(Exercise directions)
From the Fenwick tree notes below, list every function defined inside the FenwickTree class, counting the constructor.
═════ Document text ═════
Motivation:
Given a 1D array of n elements. [2, 5, -1, 3, 6]
range sum query: what's the sum from 2nd element to 4th element query(2, 4)? 5 + (-1) + 3 = 7
Native implementation: O(n) per query.
Use DP to pre-compute the prefix sums in O(n), [2, 5, -1, 3, 6] -> [2, 7, 6, 9, 15]
reduce query to O(1). query(2, 4) = sums(n1....n4) - sums(n1....n1) = sums[4-1] - sums[1-1] = 9 - 2 = 7
what if the value of elements can change? O(n)
Fenwick tree was proposed to solve the prefix sum problem.
The idea is to store partial sum in each node and get total sum by traversing the tree from leaf to root. the tree has a height of log(n)
Query: O(log(n))
Update: O(log(n))
class FenwickTree {
public:
FenwickTree(int n): sums_(n+1, 0) {}
void update(int i, int delta) {
while (i < sums_.size()) {
sums_[i] += delta;
i += lowbit(i);
}
}
int query(int i) const {
int sum = 0;
while (i > 0) {
sum += sums_[i];
i -= lowbit(i);
}
return sum;
}
private:
static inline int lowbit(int x) { return x & (-x); }
vector<int> sums_;
};
═════ Record list ═════
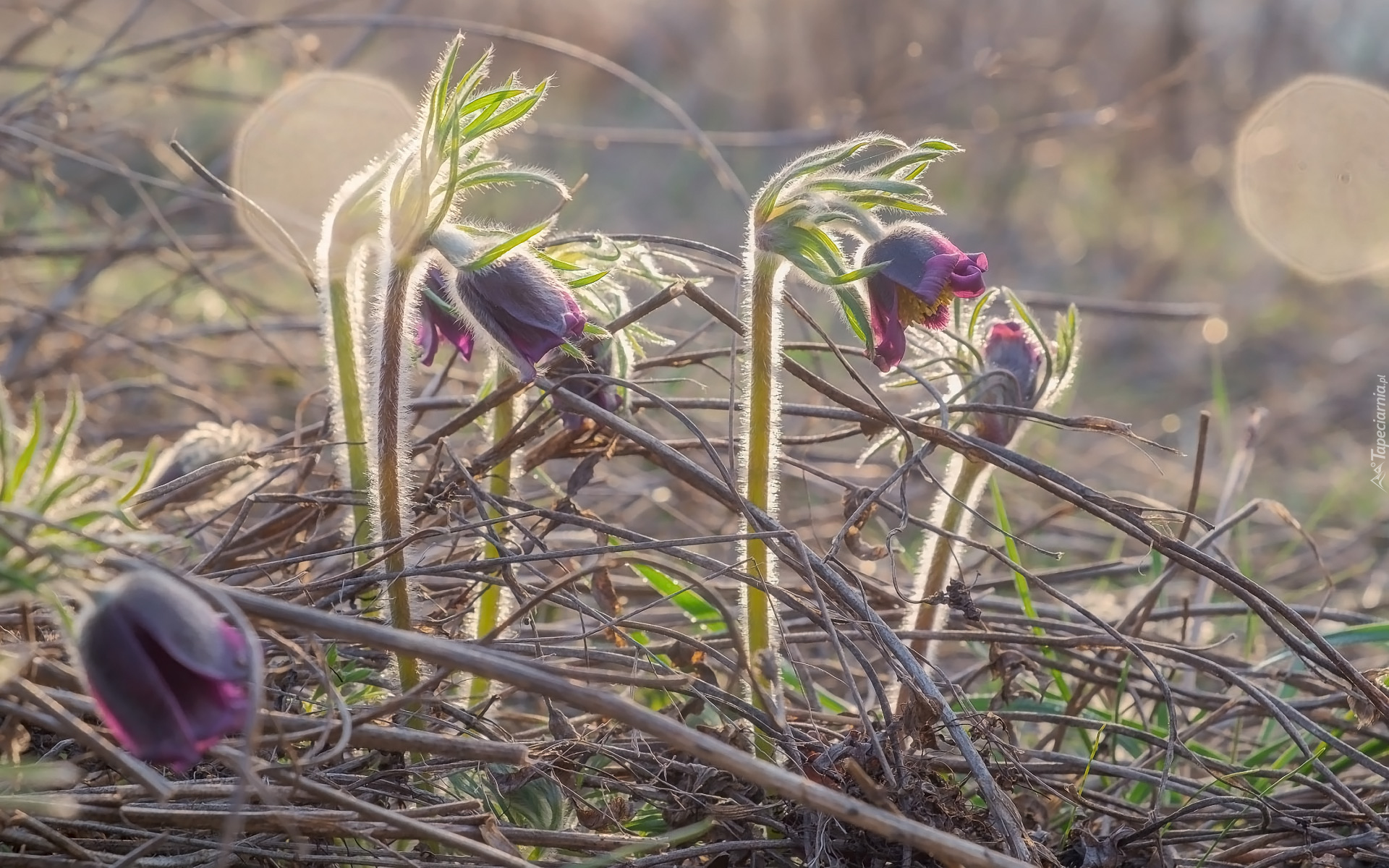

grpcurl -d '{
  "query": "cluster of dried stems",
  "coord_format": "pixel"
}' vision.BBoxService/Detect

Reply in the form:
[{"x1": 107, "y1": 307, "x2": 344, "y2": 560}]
[{"x1": 0, "y1": 5, "x2": 1389, "y2": 868}]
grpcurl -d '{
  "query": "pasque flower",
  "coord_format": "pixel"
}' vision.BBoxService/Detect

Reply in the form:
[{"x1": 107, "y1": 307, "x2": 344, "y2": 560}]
[
  {"x1": 415, "y1": 265, "x2": 474, "y2": 367},
  {"x1": 433, "y1": 258, "x2": 587, "y2": 380},
  {"x1": 862, "y1": 221, "x2": 989, "y2": 373},
  {"x1": 77, "y1": 569, "x2": 250, "y2": 771},
  {"x1": 974, "y1": 321, "x2": 1042, "y2": 446}
]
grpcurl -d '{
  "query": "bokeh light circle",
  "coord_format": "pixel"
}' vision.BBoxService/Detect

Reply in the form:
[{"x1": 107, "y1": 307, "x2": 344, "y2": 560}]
[
  {"x1": 232, "y1": 72, "x2": 414, "y2": 265},
  {"x1": 1233, "y1": 75, "x2": 1389, "y2": 282}
]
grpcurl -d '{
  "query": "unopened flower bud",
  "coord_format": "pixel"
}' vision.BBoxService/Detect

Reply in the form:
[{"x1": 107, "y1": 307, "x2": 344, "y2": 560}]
[
  {"x1": 77, "y1": 569, "x2": 250, "y2": 771},
  {"x1": 415, "y1": 265, "x2": 474, "y2": 367},
  {"x1": 861, "y1": 221, "x2": 989, "y2": 373},
  {"x1": 433, "y1": 249, "x2": 587, "y2": 380},
  {"x1": 974, "y1": 321, "x2": 1042, "y2": 446}
]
═════
(Reply to the task)
FenwickTree (the constructor), update, query, lowbit